───── EXTRACTED DATA

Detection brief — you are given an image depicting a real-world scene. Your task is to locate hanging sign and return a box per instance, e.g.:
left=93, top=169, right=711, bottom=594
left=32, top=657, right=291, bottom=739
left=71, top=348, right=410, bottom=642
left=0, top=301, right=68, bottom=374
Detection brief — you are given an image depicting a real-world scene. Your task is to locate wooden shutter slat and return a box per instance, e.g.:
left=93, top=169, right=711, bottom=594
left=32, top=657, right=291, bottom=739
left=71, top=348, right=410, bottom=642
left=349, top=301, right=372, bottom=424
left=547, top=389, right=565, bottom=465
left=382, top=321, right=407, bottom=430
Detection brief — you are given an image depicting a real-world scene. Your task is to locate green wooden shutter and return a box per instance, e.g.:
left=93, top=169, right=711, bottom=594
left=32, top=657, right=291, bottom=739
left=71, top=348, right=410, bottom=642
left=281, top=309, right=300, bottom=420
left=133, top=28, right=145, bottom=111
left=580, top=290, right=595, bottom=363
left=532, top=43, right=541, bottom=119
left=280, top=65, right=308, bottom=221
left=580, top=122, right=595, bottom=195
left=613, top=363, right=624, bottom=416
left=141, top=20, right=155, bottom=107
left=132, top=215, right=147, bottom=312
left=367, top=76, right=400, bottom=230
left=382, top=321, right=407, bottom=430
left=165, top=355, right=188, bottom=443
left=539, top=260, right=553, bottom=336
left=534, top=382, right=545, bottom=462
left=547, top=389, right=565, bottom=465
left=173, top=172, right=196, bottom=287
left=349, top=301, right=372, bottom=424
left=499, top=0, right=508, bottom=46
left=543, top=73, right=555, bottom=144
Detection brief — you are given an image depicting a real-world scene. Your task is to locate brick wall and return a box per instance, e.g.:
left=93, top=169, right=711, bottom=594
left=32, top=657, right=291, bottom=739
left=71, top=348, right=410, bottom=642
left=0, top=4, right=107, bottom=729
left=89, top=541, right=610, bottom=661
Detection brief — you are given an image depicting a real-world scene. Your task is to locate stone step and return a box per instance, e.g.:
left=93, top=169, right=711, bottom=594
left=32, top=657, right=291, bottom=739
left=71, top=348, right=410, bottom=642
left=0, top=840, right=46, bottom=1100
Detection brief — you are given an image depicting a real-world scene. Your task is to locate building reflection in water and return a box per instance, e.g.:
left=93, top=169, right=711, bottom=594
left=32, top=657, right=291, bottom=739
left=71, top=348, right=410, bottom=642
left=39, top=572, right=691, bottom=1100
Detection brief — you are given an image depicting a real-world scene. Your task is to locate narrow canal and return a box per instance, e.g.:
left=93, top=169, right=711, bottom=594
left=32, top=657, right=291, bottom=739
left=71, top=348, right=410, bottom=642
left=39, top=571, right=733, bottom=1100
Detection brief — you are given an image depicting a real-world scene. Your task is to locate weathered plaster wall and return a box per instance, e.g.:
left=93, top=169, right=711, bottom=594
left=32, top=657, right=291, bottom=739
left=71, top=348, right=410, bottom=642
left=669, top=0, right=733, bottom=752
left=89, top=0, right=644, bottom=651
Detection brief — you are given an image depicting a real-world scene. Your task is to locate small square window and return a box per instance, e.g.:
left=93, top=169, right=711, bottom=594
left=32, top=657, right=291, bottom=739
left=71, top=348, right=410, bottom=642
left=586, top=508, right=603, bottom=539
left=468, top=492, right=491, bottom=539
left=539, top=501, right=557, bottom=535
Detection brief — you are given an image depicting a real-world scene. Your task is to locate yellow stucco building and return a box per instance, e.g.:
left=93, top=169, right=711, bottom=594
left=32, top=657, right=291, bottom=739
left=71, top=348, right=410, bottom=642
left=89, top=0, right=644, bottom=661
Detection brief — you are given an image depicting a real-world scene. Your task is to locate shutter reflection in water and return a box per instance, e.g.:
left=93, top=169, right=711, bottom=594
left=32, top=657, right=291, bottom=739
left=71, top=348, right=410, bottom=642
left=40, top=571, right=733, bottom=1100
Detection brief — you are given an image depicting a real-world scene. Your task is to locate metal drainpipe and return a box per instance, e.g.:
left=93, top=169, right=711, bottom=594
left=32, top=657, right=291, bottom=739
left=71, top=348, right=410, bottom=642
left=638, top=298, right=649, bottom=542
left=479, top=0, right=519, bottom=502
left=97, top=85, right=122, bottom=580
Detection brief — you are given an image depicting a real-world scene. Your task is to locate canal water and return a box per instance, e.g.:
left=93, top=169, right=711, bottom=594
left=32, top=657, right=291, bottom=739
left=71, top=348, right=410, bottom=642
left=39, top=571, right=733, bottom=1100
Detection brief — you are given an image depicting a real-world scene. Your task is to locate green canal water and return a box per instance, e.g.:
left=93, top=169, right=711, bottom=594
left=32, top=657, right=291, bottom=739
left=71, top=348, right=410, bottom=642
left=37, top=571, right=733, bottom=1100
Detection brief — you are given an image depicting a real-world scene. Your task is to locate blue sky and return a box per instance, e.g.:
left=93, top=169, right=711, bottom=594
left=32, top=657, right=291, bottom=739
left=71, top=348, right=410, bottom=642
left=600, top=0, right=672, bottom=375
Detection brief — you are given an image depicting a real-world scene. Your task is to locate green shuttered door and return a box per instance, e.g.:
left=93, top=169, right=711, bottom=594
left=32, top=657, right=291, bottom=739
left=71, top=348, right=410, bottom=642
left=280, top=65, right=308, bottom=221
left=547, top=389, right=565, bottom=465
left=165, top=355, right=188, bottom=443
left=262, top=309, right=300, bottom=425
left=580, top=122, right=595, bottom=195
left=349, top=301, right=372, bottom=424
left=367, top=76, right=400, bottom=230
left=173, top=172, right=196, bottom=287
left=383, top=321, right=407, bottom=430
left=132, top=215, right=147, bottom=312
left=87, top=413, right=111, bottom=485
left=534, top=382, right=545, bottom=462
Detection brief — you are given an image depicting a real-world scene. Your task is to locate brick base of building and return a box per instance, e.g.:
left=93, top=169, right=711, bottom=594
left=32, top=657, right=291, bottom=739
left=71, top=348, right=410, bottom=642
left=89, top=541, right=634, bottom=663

──────────

PROBLEM REQUIREMENTS: Copy out the records from the line with "locate green canal" to the line with "left=600, top=0, right=672, bottom=375", both lines included, reproducing each line without any change.

RESULT FOR THIS EXERCISE:
Detection brief — you are given an image depicting a real-world scene. Your task is to locate green canal water and return a box per instance, e.g.:
left=93, top=169, right=711, bottom=594
left=32, top=657, right=291, bottom=739
left=71, top=348, right=410, bottom=642
left=37, top=571, right=733, bottom=1100
Detection brief — you are given an image depicting a real-world scene. Your task is to locate blue sky and return a box per instance, e.g.:
left=93, top=169, right=711, bottom=594
left=32, top=657, right=291, bottom=739
left=71, top=348, right=410, bottom=642
left=600, top=0, right=672, bottom=375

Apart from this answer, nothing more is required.